• **Objective**
Gather every line in the records below that contains the string "what". Treat uppercase and lowercase as different.

• **Dataset excerpts**
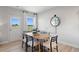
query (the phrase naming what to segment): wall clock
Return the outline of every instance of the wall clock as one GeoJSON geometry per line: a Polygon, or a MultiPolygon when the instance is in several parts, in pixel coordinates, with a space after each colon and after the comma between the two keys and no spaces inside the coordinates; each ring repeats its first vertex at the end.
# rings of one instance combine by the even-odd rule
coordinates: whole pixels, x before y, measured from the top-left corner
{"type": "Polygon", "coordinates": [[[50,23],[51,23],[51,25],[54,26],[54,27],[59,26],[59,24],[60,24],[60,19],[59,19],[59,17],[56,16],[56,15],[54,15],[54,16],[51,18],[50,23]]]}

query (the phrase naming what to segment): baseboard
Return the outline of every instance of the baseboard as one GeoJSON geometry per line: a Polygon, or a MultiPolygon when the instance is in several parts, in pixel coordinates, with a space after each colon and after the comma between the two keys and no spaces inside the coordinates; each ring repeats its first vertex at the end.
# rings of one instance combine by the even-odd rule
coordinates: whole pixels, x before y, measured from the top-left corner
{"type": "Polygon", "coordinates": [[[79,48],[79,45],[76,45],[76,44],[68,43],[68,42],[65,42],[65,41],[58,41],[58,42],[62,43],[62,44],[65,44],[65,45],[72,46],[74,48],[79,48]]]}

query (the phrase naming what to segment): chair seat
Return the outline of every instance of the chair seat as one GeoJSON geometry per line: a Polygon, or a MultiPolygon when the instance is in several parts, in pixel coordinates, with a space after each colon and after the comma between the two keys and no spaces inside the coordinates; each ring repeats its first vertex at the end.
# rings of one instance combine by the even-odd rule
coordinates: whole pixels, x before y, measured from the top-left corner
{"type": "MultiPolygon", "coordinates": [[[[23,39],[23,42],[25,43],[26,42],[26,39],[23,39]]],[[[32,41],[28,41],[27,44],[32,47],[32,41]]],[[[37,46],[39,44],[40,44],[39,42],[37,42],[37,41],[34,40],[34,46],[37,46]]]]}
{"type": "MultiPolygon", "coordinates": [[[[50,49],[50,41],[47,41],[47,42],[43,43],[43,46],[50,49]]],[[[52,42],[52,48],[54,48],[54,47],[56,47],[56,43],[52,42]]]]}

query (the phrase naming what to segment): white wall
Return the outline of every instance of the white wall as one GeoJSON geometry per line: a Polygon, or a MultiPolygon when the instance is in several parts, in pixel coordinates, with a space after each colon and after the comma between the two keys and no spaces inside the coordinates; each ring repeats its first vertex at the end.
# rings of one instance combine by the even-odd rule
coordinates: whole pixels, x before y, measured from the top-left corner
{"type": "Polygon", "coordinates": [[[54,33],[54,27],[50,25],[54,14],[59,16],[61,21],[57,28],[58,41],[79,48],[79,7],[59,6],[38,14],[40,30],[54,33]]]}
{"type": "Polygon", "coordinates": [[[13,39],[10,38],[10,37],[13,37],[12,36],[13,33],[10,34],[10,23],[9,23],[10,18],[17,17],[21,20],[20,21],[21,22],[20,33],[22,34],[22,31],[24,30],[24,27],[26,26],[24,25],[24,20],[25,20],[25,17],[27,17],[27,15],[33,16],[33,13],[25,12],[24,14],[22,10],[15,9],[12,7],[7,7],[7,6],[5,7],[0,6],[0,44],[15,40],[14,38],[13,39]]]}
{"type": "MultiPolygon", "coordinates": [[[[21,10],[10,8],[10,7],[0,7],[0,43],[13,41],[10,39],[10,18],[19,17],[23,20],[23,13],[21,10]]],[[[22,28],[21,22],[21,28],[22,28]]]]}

• **Response for this exercise**
query (the phrase naming what to segment): wall clock
query (the phrase naming what to segment): baseboard
query (the phrase naming what to segment): chair seat
query (the phrase naming what to segment): white wall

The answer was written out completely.